#### [Material for this task]
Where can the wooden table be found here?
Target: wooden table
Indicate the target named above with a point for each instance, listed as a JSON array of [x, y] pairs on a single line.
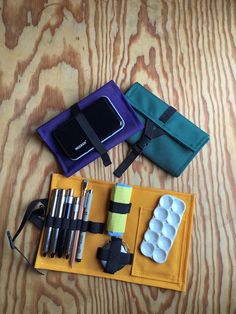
[[54, 53]]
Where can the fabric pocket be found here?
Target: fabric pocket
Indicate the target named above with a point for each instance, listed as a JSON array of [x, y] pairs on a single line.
[[179, 140], [172, 273]]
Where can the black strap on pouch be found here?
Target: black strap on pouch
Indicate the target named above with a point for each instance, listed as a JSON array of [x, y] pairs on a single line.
[[36, 214], [90, 133], [150, 132]]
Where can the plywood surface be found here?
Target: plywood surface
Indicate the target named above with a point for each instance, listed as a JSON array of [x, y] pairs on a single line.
[[54, 53]]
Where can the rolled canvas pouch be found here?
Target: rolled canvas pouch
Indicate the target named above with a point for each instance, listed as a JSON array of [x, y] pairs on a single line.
[[169, 139], [131, 125]]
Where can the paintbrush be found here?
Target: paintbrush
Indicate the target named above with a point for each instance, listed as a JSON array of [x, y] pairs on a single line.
[[80, 216]]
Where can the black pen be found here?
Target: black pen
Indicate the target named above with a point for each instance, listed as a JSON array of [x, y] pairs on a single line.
[[52, 206], [66, 214], [70, 234], [55, 231]]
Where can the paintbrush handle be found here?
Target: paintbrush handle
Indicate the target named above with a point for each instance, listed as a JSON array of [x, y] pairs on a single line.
[[77, 232]]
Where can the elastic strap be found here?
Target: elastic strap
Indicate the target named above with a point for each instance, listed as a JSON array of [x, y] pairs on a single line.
[[151, 131], [74, 224], [113, 256], [119, 208], [90, 133], [35, 213]]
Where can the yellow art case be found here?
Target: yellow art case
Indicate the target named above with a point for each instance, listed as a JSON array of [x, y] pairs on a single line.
[[170, 275]]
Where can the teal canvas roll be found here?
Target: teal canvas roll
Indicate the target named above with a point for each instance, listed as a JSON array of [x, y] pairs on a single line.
[[178, 140]]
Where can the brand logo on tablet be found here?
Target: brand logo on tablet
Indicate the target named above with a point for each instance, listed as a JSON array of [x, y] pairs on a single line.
[[81, 145]]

#### [Written problem]
Update the material above so that every "paintbrush" becomes "brush", with all other text kept as it is. Omit the pictures from your answer.

#### [Result for this exercise]
Where can the wooden table be found here?
Target: wooden table
Indicate the target named above with a point for each instance, listed as a JSON array of [x, y] pairs on a single line.
[[54, 53]]
Where can the fabric pocket be found here?
Target: fabric pocket
Indicate the target named above with a point for each instance, listed as a JSON array of [x, y] pairs on a single line.
[[179, 140], [172, 273]]
Where can the black strap on pouch be found here?
Target: black strap on pouch
Indicate the target named above with a point for each instance, listed as a JSON array of [x, y] pairs on a single line.
[[36, 214], [90, 133], [150, 132]]
Where can the plywood surface be found here?
Target: plywood surface
Indicate the target named above with a point for each instance, listed as a JSON array of [x, y] pairs on a single line.
[[54, 53]]
Where can the rolled canvas pouch be found here?
Target: rolled canvas pouch
Indicate the target named above with a point for each instance, listed as a JSON array of [x, y] pairs on a single line.
[[169, 139], [131, 125]]
Where can the brush be found here?
Target: brush
Indicate the target named above with a point for each instance, listed as a JSON array of [x, y] pairs on a single line.
[[80, 216]]
Where can the black pen be found here?
Target: black pen
Indicate the target named above with a point for each instance, listed as a JSON array of [x, y] pairs on a single line.
[[52, 206], [66, 214], [70, 234], [55, 231]]
Where can the brush handle be found here?
Target: brush handle
Indicate the target named above with a point for each instance, listed as a JSON array of [x, y] pairs on a single line.
[[77, 232]]
Where can the elastic strap be found here?
Target: elastic strap
Indicate the target named above with a point for each instance, listed as a JSON array of [x, y] pairs on a single line.
[[151, 131], [74, 224], [113, 256], [119, 208], [90, 133], [35, 213]]
Where can the yellow art case be found here?
Target: yellow art case
Indicate the target named above with a point for each instance, listed as a JSON array of [x, y] pairs on a single line.
[[170, 275]]
Where can the teal canvas roll be found here?
Target: teal canvas roll
Indicate the target named above with a point for each instance, listed as a JSON array of [x, y] pairs on a single line.
[[178, 140]]
Where can the brand logo on tablet be found here?
Target: brand logo on tablet
Indicate the target named above with a point for each instance, listed as a JSON array of [x, y] pairs on a single line.
[[81, 145]]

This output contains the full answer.